All of the records below are to be output exactly; no image belongs in the result.

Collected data
##############################

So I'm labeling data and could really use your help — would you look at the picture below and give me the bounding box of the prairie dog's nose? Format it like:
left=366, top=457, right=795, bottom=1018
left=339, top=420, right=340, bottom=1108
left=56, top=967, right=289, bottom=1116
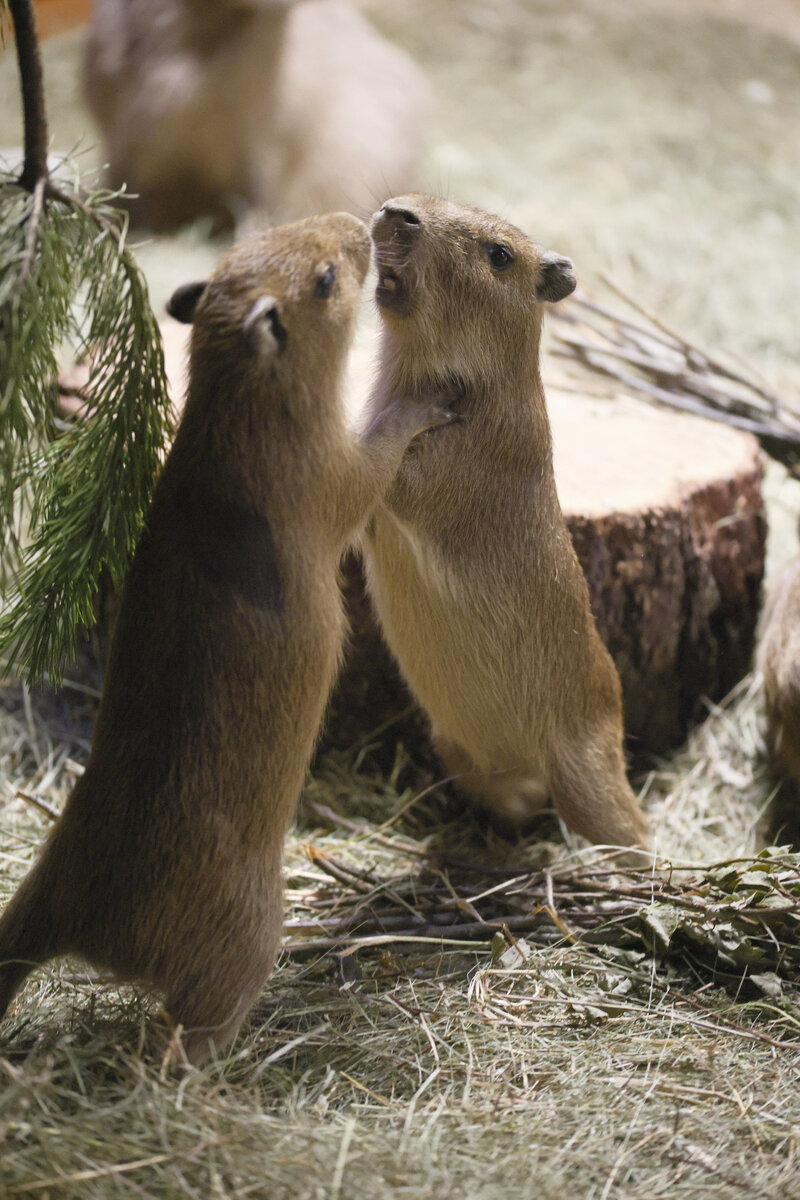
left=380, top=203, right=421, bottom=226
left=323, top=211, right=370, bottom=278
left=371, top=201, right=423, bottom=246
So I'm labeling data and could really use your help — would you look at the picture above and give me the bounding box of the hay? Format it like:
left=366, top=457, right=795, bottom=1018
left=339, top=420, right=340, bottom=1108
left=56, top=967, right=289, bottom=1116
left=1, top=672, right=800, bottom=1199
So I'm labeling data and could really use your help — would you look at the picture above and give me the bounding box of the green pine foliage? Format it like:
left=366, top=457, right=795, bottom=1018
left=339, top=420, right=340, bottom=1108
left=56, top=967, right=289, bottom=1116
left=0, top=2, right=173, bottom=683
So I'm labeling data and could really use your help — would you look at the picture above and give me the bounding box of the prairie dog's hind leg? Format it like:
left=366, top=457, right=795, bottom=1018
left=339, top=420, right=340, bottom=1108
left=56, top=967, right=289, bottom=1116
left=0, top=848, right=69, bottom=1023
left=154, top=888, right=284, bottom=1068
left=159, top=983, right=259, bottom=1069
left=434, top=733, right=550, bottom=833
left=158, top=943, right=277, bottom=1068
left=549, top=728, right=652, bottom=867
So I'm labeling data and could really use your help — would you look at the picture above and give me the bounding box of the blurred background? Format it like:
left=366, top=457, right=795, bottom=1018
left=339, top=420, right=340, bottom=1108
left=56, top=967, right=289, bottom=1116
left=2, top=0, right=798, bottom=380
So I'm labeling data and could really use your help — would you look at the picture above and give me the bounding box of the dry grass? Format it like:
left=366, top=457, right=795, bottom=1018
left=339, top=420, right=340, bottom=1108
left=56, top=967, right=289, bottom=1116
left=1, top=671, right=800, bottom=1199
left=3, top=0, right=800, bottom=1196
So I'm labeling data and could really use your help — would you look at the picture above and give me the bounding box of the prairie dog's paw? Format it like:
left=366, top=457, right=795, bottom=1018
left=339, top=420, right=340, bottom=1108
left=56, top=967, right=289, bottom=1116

##############################

Answer section >>
So I'm labeling data and could really use your help — would you look at the picture below and give me the bounding box of the prairie dog's nose? Format it like:
left=366, top=457, right=795, bottom=1018
left=339, top=420, right=340, bottom=1108
left=56, top=967, right=289, bottom=1116
left=380, top=203, right=421, bottom=226
left=323, top=211, right=370, bottom=278
left=371, top=201, right=423, bottom=246
So I'm labeling data and could really use your help — would you look at the picture above and give me the bounding box of the hay? Format it like:
left=366, top=457, right=795, bottom=1018
left=339, top=420, right=340, bottom=1108
left=56, top=967, right=289, bottom=1116
left=1, top=672, right=800, bottom=1199
So I'm labeling data and could really use your help — would you look at the picture above and give me the bounding box of the green pine foliage? Format it like:
left=366, top=457, right=795, bottom=1018
left=339, top=420, right=340, bottom=1108
left=56, top=967, right=289, bottom=1116
left=0, top=2, right=173, bottom=683
So I'm labeling data and could really use your help — would you look at the picture above and give me the bounding box of the prairie dog's hind leg? Format it like:
left=366, top=457, right=795, bottom=1018
left=339, top=420, right=340, bottom=1108
left=56, top=967, right=289, bottom=1116
left=0, top=848, right=69, bottom=1023
left=154, top=888, right=284, bottom=1068
left=159, top=983, right=259, bottom=1069
left=434, top=733, right=550, bottom=833
left=158, top=943, right=277, bottom=1068
left=549, top=728, right=652, bottom=867
So I'm labeling data and could really use your help — would you look at the picture above and give me the bounding box of the blurred background? Format it like:
left=366, top=457, right=795, bottom=1018
left=339, top=420, right=340, bottom=1108
left=56, top=967, right=289, bottom=1116
left=2, top=0, right=798, bottom=380
So I'm labeling data and could really use your help — would you look at the picture above and give me the bounding box of the dry grass? Format it like:
left=366, top=457, right=795, bottom=1018
left=339, top=420, right=340, bottom=1108
left=56, top=967, right=289, bottom=1116
left=1, top=671, right=800, bottom=1199
left=3, top=0, right=800, bottom=1196
So I'm labeling data and could really use your help — would you look at the picture above and give me the bounding box of the prairie dog's paw? Format it like:
left=366, top=457, right=795, bottom=1018
left=339, top=420, right=340, bottom=1108
left=56, top=967, right=289, bottom=1116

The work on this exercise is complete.